─── Provided data

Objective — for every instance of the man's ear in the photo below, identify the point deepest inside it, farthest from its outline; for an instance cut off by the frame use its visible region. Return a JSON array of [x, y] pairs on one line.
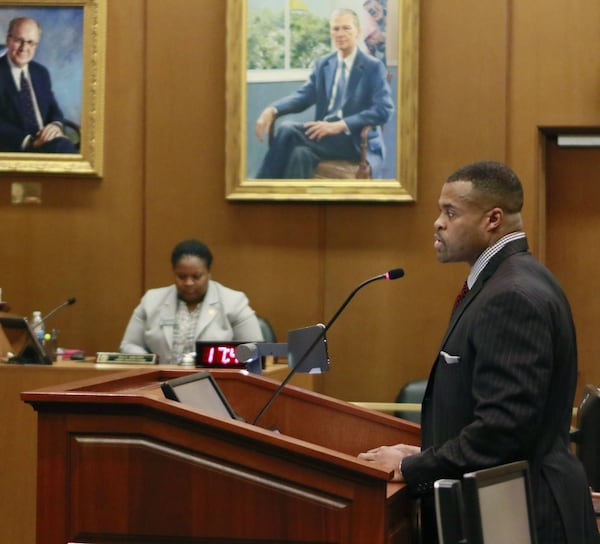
[[495, 217]]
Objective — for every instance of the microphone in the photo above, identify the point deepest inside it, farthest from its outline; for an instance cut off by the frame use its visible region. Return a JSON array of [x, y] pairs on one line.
[[393, 274], [67, 302]]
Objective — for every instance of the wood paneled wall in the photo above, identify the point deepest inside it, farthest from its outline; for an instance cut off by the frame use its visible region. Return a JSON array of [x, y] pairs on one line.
[[491, 73]]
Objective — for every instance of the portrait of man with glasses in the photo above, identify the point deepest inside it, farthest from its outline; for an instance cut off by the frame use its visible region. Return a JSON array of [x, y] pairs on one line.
[[30, 117]]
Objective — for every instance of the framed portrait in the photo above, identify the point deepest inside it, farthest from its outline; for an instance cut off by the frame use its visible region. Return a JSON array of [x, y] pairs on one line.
[[52, 86], [288, 138]]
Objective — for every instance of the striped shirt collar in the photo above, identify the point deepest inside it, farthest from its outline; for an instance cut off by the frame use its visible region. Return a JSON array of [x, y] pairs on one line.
[[487, 255]]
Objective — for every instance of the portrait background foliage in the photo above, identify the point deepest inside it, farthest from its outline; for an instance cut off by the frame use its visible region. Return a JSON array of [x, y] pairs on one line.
[[264, 64], [72, 49]]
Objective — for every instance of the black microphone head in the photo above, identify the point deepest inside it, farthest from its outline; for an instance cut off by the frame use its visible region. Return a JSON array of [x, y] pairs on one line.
[[394, 274]]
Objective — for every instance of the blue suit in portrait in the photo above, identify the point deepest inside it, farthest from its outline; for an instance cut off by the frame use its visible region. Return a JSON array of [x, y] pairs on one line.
[[12, 127], [368, 101]]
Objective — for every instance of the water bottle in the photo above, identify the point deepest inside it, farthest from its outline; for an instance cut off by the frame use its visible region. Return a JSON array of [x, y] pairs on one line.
[[37, 325]]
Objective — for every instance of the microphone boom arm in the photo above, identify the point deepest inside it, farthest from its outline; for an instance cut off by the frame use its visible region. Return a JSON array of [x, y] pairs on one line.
[[391, 275]]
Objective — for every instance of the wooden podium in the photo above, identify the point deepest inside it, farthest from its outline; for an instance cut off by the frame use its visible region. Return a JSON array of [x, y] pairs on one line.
[[119, 463]]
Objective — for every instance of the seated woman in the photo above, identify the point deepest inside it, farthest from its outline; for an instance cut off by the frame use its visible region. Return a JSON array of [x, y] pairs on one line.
[[169, 320]]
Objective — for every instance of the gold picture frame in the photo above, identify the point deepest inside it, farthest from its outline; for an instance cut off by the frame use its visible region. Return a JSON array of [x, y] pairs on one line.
[[72, 49], [400, 186]]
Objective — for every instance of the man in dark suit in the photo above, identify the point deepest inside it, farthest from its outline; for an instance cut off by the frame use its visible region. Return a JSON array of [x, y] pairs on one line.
[[503, 384], [30, 118], [341, 110]]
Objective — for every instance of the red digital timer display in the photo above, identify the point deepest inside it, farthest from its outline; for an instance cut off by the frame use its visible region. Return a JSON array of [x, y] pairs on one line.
[[217, 354]]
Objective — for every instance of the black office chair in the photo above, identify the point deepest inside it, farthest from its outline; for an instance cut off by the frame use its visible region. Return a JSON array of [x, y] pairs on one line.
[[586, 435], [267, 330], [412, 392]]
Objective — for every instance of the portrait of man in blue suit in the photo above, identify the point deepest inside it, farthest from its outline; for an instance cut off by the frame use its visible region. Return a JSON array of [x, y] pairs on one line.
[[349, 90], [30, 117]]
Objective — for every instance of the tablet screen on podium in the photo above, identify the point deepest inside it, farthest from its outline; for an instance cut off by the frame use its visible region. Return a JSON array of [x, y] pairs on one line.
[[17, 337], [200, 391]]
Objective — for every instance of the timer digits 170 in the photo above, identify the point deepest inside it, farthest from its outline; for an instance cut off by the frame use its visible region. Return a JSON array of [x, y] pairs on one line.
[[217, 355]]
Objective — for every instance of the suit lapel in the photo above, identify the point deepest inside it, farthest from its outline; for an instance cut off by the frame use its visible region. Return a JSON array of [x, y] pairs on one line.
[[509, 249], [168, 316], [208, 310]]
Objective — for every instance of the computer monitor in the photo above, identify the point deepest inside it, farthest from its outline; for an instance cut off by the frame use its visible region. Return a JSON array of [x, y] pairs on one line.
[[19, 344], [498, 505], [449, 510], [587, 435], [199, 390], [489, 506], [307, 350]]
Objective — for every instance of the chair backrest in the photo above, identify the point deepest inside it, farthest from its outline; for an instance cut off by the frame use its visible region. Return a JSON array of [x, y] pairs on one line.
[[587, 435], [267, 330], [412, 392]]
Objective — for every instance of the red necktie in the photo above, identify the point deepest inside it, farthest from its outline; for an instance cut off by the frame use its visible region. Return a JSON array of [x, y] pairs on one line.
[[461, 295], [30, 119]]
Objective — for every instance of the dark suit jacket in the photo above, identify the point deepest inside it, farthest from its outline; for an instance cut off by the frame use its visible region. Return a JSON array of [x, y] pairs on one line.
[[502, 389], [12, 131], [368, 99]]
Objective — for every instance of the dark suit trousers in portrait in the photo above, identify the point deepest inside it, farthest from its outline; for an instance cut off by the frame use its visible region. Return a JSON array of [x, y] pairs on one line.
[[292, 155]]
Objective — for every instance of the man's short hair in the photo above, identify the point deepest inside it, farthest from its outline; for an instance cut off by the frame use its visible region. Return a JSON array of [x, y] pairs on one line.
[[18, 20], [347, 11], [497, 184]]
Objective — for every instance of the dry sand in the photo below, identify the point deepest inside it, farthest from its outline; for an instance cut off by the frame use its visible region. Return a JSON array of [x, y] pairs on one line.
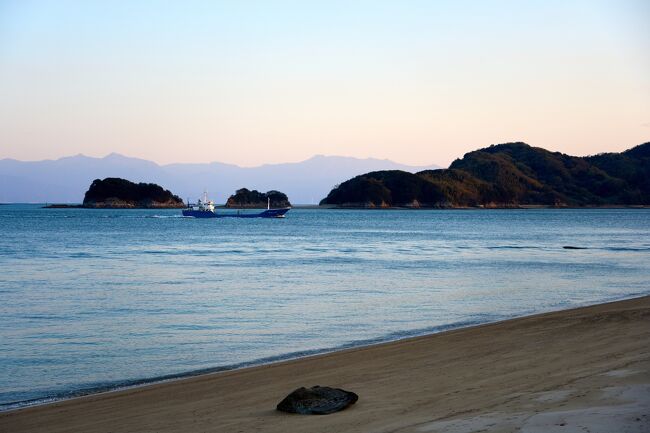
[[582, 370]]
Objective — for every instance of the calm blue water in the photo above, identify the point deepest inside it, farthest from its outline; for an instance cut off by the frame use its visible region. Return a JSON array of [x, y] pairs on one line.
[[94, 299]]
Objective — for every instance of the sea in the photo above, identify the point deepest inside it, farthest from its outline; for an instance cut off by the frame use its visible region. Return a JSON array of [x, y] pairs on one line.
[[96, 300]]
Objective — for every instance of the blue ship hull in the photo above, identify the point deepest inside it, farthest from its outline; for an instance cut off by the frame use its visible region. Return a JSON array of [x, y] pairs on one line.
[[269, 213]]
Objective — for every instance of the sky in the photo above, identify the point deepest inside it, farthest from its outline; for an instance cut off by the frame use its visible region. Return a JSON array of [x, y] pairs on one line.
[[254, 82]]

──────

To be done.
Print all the lines above word for word, leaving the pictures out.

Answer for the task.
Objective — for every instance of the man's ear in the photo below, identify the point deepest inside it, farthest from its outline; for an instance cut off by the frame use its visible region. Return a JSON array of [x, y] pairs on one line.
[[495, 217]]
Objective — for every instance of the microphone in the photo above, identify the point deepest inside it, farthest from its outline; for an instance cut off by the frame use its visible region. Return a JSON array of [x, y] pairs on one line.
[[393, 274], [67, 302]]
Objective — for every instance of the wood paneled wall in the photo above, identify the point deepest inside it, farthest from its outline; for an instance cut off by the frame use its visible region. Return a JSON array of [x, y] pairs on one line.
[[491, 73]]
Objective — for every instance of the portrait of man with glasses in the photo above, identify the point deepest inside it, farthest from its outline; for an instance cut off by the frame use its visible region. Return a JSON array of [x, y] pairs on one line.
[[30, 117]]
Objective — for every instance of the framed portrait in the photo above, identify the point deepest inside it, farthest from its outline; for an instance cut off by the frame use its visible region. Return a JSON array of [x, y] pairs on one line.
[[52, 86], [288, 138]]
Objective — for every instance of the striped shirt collar in the photo above, identify the point deepest inside it, farthest from its outline; for an instance cut off by the frame use its visible region. Return a JSON array of [x, y] pairs on one line.
[[487, 255]]
Objective — for every instance of the portrait background foliage in the photo above, identify the point deepest inside it, farthest from its outline; for an instance cut off by the frame use its visible region. Return a JSON array of [x, y] pairs on one line.
[[264, 64], [72, 49]]
Objective — for every instance of the black microphone head in the photo above, identify the point deepest inside it, farthest from its outline; for an instance cut off by the frame use its visible region. Return a JSON array of [x, y] pairs on one line.
[[394, 274]]
Objective — for every instance of the blue suit in portrait in the photo above, identify the point deepest inside it, farthest from its outline; for an instance cut off by the frame use its visible region. Return a JSON array of [x, y] pairs on one line.
[[12, 127], [368, 101]]
Objective — for every instance of the water bottle in the photo above, identify the point deepest inside it, farthest from its outline; for an instance cut off by the frame use its visible region. Return a JSON array of [x, y] pairs on one line.
[[37, 325]]
Objective — for every instance of the microphone boom arm in the photo above, identify the point deepest inside it, farthest from its outline; for an instance cut off by the frame use its visible region. Return a JSON array of [x, y] pairs on one line.
[[391, 275]]
Objective — for every instance of the wooden podium in the photo above, identify the point deepest inside it, farthest from its outline; for an instance cut off by the frame use its visible region. Return a JSON array of [x, y] pairs on one line.
[[119, 463]]
Objective — for every instance of the seated woman in the photo above, identify the point deepest inside it, farthest from its outline; for an instance cut off by the frame use its visible region. Return a JSON array of [x, y] pairs on one line.
[[169, 320]]
Objective — for every instance of the gold picture frame in the photo above, identify the point deepest inside it, farthest from its outline; for an instance cut off by the frame use its visible region. Return a JSON array of [x, y] pairs on one line.
[[72, 49], [400, 186]]
Objective — for every instance of the man in dark suit in the photo above, identify the point deepest inside it, farthest from its outline; for an instance cut off by the frame use its visible region. Return a JSON array of [x, y] pairs on one line.
[[503, 384], [30, 118], [341, 110]]
Objective — for every instance of the red digital timer display in the photo above, identify the point deepest inside it, farthest from its outline; for an instance cut off by the frame use its visible region. Return a JSON array of [x, y] pairs on one line.
[[217, 354]]
Objective — for every instance of the black office chair in the photo above, identify the point deepest inside it, farthest from its outline; for an instance cut off by the frame use its visible region. Return a JSON array of [x, y] pairs on one line.
[[586, 435], [267, 330], [412, 392]]
Objective — for every instance of the portrait of man in blue suit in the photo above, identify the point deepest inside it, farthest from its outline; for an instance cut off by the frame use its visible region. Return a JSON array of [x, y] pairs on one line.
[[349, 90], [30, 117]]
Objective — for every instance of the tablet screen on podium in the photo above, identify the point deepest inside it, farthest from its outline; for an instance cut off by the frame use its visible region. Return a JSON array of [x, y] pairs on one line.
[[17, 337], [200, 391]]
Objective — for every instance of the timer digits 170 in the photo above, identify the point deepest inside it, farthest from its outline; for an instance cut off by the frame use its visible region. Return a JSON array of [x, y] pairs on one line.
[[217, 355]]
Objective — for every instance of the suit lapel in the photo above, identify the point deepest inside it, farthest from its outline; for an instance cut off by the frame use its visible region. Return a JSON array of [x, y] pairs on one line.
[[509, 249], [168, 316], [208, 310]]
Objective — for every instance of the computer monitor in the photo above, identify the point deepest inside it, farthest from its outline; for an instance cut off by the frame use its visible region. Return a JSON array of [x, y] pairs on one line.
[[19, 344], [498, 505], [449, 510], [587, 435], [199, 390], [489, 506], [307, 350]]
Objective — for every instance of the chair backrest in the photo above, identify the point deepest inside it, farthest from its outline; for an instance cut off by the frame use its visible region. Return a JSON array of [x, y] pairs on one line.
[[587, 435], [267, 330], [412, 392]]
Objective — for every instance of the red necktie in the photo above, identify the point deepest inside it, farthest from its outline; for an instance cut off by the frame use its visible region. Return a JSON array of [x, y] pairs on one line.
[[461, 295], [30, 119]]
Objective — for every instance of the dark suit jacket in the photo above, identify the point deepest inside it, farthest from its outline; for an instance cut off by the frame use its visible region. Return a JSON array of [x, y] pairs on one line.
[[502, 389], [12, 131], [368, 99]]
Objective — for every instance of the dark suit trousers in portrait in the photo above, identify the point deepest inside it, farthest from its outline; for an instance cut off by the frame use its visible region. Return a JSON array of [x, y] pairs on one line.
[[292, 155]]
Objective — for every instance of the man's short hair in the photo above, identify the point deepest inside it, farthest from its outline; for an instance cut off by the frame use its visible region. Return a JSON array of [x, y] pairs on one line.
[[18, 20], [347, 11], [497, 184]]
Objective — for every instance of the dry sand in the photo below, identify the point deepest inside it, farthest from its outline; for an instance cut off by the frame use its visible region. Return a JSON array of [x, y] pairs on one line.
[[582, 370]]
Objective — for every instance of the calm blue water in the photo above, identify the point deepest inside it, farthest from its outline; for an instance cut off by the frame use its visible region. Return a JSON array of [x, y] pairs on one line.
[[94, 299]]
Objective — for every instance of the sea in the photo above, identify the point deepest inside it, farthest from its outline; for an instance cut off by the frame use its visible region. Return a JSON array of [x, y] pairs on one line.
[[96, 300]]
Objective — for every instance of the blue ship hull in the photo above, identify the point deepest inside it, farthest from its outline; for an instance cut off by the frame use its visible region. Return a JSON array of [x, y] pairs on one line.
[[269, 213]]
Objective — for every instance of the sky in the photo above, identify the point deepest inside it, farthest from its outline; for an instance cut off by the frame use its visible region. Return a JSON array of [x, y] pairs on one line.
[[254, 82]]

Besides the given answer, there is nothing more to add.